* **Written instruction**:
Switch "innermost point" to "center point" wherever it occurs in the records below, and write the records out again with everything else unchanged, leaving out the pictures.

* **Record extracts**:
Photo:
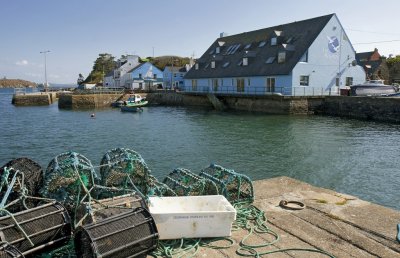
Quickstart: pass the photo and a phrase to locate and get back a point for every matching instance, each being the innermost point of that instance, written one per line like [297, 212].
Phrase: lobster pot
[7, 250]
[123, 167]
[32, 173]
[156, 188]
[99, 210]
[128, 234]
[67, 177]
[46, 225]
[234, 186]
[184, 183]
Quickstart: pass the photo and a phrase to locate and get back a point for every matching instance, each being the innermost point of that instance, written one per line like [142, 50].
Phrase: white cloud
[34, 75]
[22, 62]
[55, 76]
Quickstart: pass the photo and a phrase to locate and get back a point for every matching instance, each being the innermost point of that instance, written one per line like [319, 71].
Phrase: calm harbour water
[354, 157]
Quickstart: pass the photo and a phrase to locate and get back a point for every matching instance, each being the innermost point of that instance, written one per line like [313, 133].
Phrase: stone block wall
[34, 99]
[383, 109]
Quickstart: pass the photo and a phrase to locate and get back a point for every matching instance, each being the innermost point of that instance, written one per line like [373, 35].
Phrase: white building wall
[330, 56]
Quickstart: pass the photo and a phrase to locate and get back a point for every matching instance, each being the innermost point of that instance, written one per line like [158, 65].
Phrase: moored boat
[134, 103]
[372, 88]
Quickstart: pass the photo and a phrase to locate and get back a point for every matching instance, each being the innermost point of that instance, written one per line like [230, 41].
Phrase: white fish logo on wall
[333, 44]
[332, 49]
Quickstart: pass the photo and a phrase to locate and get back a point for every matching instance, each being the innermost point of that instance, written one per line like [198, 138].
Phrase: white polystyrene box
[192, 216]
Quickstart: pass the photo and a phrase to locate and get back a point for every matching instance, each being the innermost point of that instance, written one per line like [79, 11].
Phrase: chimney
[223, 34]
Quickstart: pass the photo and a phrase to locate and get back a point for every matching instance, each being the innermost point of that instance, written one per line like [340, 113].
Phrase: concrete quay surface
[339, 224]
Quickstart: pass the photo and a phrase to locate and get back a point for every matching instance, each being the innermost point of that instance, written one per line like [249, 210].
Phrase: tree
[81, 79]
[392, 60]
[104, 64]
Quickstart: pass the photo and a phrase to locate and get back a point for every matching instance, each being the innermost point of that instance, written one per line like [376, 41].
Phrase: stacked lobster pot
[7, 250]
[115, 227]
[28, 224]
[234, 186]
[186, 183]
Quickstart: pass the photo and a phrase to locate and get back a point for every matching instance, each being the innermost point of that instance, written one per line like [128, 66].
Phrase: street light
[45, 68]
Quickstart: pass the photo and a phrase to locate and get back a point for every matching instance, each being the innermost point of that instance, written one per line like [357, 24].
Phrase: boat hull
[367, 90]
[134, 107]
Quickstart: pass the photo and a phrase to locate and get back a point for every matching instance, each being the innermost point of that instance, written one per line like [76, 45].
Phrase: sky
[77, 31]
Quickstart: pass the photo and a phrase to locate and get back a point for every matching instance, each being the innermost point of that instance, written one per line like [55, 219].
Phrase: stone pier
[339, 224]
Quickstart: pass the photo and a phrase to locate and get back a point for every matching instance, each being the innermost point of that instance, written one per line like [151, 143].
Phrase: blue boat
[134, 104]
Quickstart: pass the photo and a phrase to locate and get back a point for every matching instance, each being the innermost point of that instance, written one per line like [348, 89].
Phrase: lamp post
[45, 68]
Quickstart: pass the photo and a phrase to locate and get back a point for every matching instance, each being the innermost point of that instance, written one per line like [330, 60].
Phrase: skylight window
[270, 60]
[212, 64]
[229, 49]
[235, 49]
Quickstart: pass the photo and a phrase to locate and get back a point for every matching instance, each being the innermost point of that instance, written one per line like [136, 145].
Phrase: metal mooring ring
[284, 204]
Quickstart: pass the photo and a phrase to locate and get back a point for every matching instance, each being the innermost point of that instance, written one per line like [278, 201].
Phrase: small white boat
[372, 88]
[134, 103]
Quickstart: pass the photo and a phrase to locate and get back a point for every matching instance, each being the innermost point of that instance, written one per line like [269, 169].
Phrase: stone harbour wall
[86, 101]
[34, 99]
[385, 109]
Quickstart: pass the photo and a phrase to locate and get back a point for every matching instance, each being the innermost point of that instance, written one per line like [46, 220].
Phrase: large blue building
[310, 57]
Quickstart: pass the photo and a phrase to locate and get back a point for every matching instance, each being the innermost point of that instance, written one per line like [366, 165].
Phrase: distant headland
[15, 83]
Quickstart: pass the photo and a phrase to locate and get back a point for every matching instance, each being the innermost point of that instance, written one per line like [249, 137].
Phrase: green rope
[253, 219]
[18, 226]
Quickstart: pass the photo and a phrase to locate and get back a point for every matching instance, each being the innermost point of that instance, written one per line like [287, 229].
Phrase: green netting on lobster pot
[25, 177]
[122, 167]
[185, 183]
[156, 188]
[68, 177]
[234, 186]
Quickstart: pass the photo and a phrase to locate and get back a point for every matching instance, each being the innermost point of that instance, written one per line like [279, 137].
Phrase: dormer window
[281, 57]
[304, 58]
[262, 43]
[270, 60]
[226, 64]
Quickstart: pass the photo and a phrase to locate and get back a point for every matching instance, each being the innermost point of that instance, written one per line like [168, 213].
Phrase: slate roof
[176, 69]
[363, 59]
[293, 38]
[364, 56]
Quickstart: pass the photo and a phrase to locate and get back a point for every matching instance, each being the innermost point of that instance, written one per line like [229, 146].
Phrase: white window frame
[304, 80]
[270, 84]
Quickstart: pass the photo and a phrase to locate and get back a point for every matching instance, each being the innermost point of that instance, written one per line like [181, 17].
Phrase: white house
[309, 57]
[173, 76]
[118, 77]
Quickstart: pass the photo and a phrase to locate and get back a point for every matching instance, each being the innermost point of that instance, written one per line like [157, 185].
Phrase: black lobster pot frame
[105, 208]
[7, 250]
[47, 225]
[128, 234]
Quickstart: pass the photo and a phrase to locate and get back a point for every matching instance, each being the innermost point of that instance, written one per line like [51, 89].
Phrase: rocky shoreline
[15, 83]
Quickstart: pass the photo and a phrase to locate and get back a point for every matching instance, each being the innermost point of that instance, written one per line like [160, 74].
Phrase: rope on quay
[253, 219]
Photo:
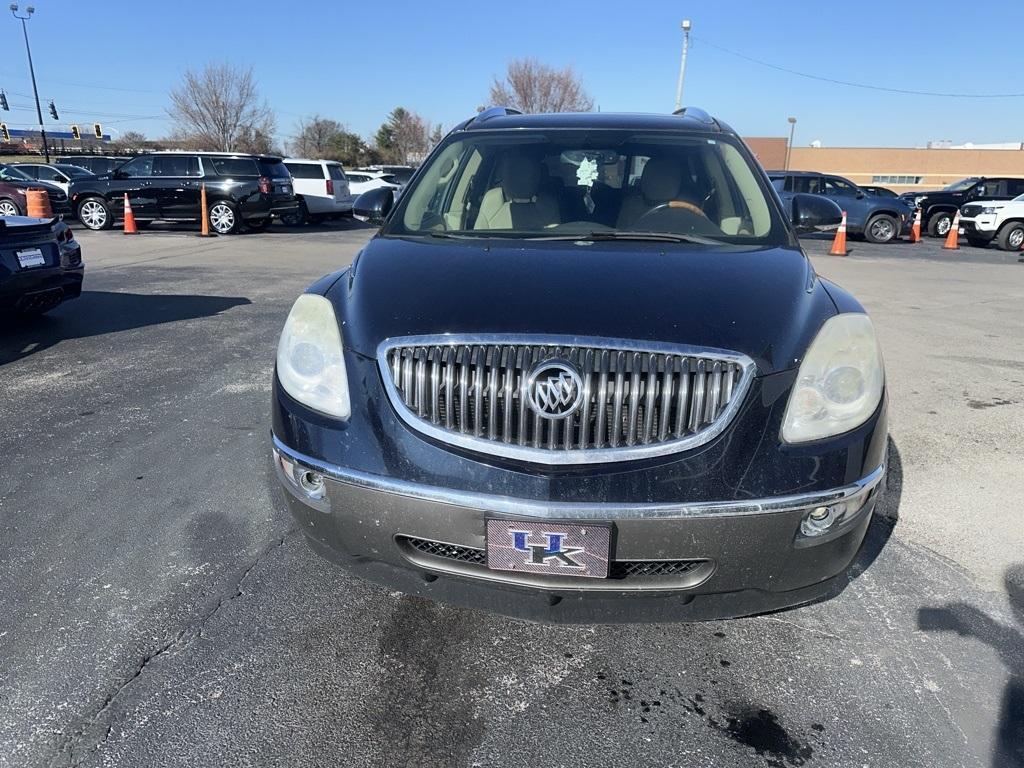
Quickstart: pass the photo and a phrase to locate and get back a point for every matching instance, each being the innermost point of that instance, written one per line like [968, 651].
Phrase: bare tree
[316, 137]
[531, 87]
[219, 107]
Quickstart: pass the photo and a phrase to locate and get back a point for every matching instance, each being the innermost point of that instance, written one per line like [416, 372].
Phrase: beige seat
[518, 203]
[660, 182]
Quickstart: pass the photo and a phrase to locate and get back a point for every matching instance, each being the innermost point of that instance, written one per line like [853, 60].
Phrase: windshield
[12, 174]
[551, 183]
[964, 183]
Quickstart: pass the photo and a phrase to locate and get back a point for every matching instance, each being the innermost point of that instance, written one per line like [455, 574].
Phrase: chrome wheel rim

* **Written answer**:
Photo:
Quickstart: pass the photo and a phrase to locate and get back a point for every matching instance, each being the center point of that instance, written one per line like [297, 212].
Phrase: lobster pot
[7, 250]
[123, 167]
[32, 173]
[156, 188]
[99, 210]
[128, 234]
[67, 177]
[46, 225]
[234, 186]
[184, 183]
Quickstart: pass the photo and a phrase to locate and get back a point for every matching instance, each being the center point of that instance, written one per line like [142, 50].
Phrase: white cloud
[34, 75]
[22, 62]
[55, 76]
Quickstart: pass the photo and a phrase to locate and get back a point for every matching instance, each being the center point of that instance, written one per line like [319, 71].
Phrase: calm harbour water
[354, 157]
Quickstart: pass the photo and a phrase to locate and get back a point for every matching instance, each being the center point of that instance, written one per line like [313, 133].
Phrase: stone block wall
[34, 99]
[383, 109]
Quickstart: pass the photo and a phrase to locate and get back a point for every matching instance, each being the center point of that instance, written one per line like [373, 35].
Phrase: white building wall
[330, 56]
Quickstart: pass the photo and a phrase to locate and get back a point for every matching instance, each being the center point of that instance, written one per line like [158, 65].
Phrase: moored boat
[134, 103]
[372, 88]
Quickstart: pass the photo and a phrase to locate and get back a point for every matching instance, each being the center point of that instance, written one per line like [230, 41].
Phrase: white fish logo on wall
[333, 44]
[332, 49]
Quickstart: pass the photo and a phrase to locate and get back a point for every matching instance, each being the center point of that instance, written one per line like [198, 138].
Phrase: white polystyrene box
[192, 216]
Quickstart: pass the photo and a phrase to locate and get back a point for every matching instance, each being the center point of that instance, written one per line like [79, 11].
Phrase: chimney
[223, 34]
Quickstart: pass the photo and a phrase to locate and get back a point for every matching instance, each being the center point of that instance, written one per line like [340, 113].
Phrase: concrete quay surface
[339, 224]
Quickstart: pass the photo and a phrase to locate and get back a point for every matching instance, each being the center point of that instance, written one per line like [249, 210].
Phrase: tree
[81, 79]
[392, 60]
[104, 64]
Quickstart: pass the photo and a phrase to locate and get back a point for every matching instance, each being the center point of that instance, written one per line like [376, 41].
Phrase: stacked lobster pot
[7, 250]
[115, 227]
[28, 224]
[234, 186]
[186, 183]
Quickstart: pass the photo and a phrase to locate and get back a point for every matching instance, each being the center point of that instance, written one per line like [128, 66].
Phrase: street light
[45, 68]
Quickstart: pass the photo and a phrase to locate and get back a point for every matching instance, each being the center point of that instance, written one per line like [357, 24].
Phrase: boat hull
[367, 90]
[134, 107]
Quickstart: pass the photo and a phrase to locate and get back a point for every matching instance, each being the center point of that instance, written one per line like [76, 45].
Phrase: sky
[77, 31]
Quickstart: pass the photo and a phrase to locate and get back a point for every matching instance, each being the center point of that instance, written one per line like [55, 219].
Phrase: stone pier
[339, 224]
Quickstart: pass the photo and a phrase to locate and get back a point for every matching instance, each being the center point of that instance, written one per line like [151, 143].
Phrase: blue boat
[134, 104]
Quickstart: pass the photo and a phrase to locate and get back a point for every matching instance, each being the center point of that instance, written one per line like [348, 89].
Phrase: lamp post
[45, 68]
Quickstart: pass the photo and a phrase to locate and get back a point for every matching instance, each being the center point of that instance, written one per line like [330, 60].
Phrase: skylight window
[270, 60]
[212, 64]
[229, 49]
[235, 49]
Quickstart: pass the photo and a phrase to locate and get back a point for every matching instance, each being the center point of that instance, written one per line like [136, 145].
Phrase: metal mooring ring
[284, 204]
Quickstart: pass the photo and a phrase to locate and get back a point for every matching instance, each being the center point of that instance, written one per line like [278, 201].
Phrase: small white boat
[372, 88]
[134, 103]
Quickstart: pass the photo and a phrase to locate and get back a point for every matching instance, each being the center point of that instance, written one per line like [269, 169].
Phrase: stone harbour wall
[86, 101]
[34, 99]
[385, 109]
Quickstart: pass the photo and a phrase to locate and get back a point for every matching instance, each being the center point of that instance, written one per line like [46, 220].
Phrase: large blue building
[310, 57]
Quickstart: pass the photo and a phrase to locate and get back a point for every matching instance, each being the center point of that instance, written one per line like [366, 165].
Phrase: distant headland
[15, 83]
Quickstart: pass the photo and a phrase to locate and get back a point for every matching instance, each being the center point of that instance, written one per line like [249, 137].
Phrase: green rope
[253, 219]
[18, 226]
Quickstart: pass the photo and a phrase to locate and get back a point for every matching instance, each being the center point of that instance, written one per line like [287, 229].
Phrase: green netting on lobster pot
[25, 177]
[122, 167]
[185, 183]
[156, 188]
[68, 177]
[234, 186]
Quickstart: pass the photo and a phrase to locate and get back a point for every matching instance, each being the center point of that instance, written one per line like [279, 137].
Phrase: dormer window
[281, 57]
[304, 58]
[262, 43]
[270, 60]
[226, 64]
Quickstart: pass the photo and a phrase to locate and get back a point for every matching instance, each being the center point of that instance, written one per line like [168, 213].
Phrase: slate roof
[176, 69]
[363, 59]
[293, 38]
[364, 56]
Quickstart: pass the photo and a phrase to locate and get back a point for every matching instance, each being the center point of that instance, written one per line like [229, 146].
Phrase: white window frame
[304, 80]
[270, 84]
Quickstart: pass the photo and a phrase to locate and get back a point for every matching instance, each being the center point of that instance, written one per line like [181, 17].
Phrase: white house
[309, 57]
[173, 76]
[118, 77]
Quickstart: pass the photo and a phrase to locate and get back a point for every matching instance, each being the center point of that instance, written one per line like [157, 185].
Phrase: black lobster pot frame
[105, 208]
[7, 250]
[47, 225]
[128, 234]
Quickstart: pass the photo and a phrase to locate and get back a point for every matching instance, each being the center point of that instance, written one per line like [51, 89].
Phrase: rocky shoreline
[15, 83]
Quickstart: pass the photo and a phrase to locate and get back a point for every matching instance, each being the center point of that instance, written one per line like [160, 74].
Phrase: rope on quay
[253, 219]
Photo:
Quickstart: pass the photo and a phrase to locate and get back a point for every matching instance, each being the center point of that instance, written one per line like [968, 651].
Phrase: bare tree
[316, 137]
[531, 87]
[219, 107]
Quickstart: pass the photo and a phrase to locate and get back a point for every matching instance, each being the center point of that instance, written one per line like [416, 372].
Phrase: beige seat
[518, 203]
[660, 182]
Quickstart: pass the photo and a phrase to locate and get back a point for every matching instance, each being the center point of that instance, written one per line like [853, 60].
Phrase: windshield
[12, 174]
[551, 183]
[964, 183]
Quickstart: pass the photo and a phrase to locate and get back a point for every matching instance, each being the center point of that instance, written one per line like [455, 574].
Phrase: chrome wheel rim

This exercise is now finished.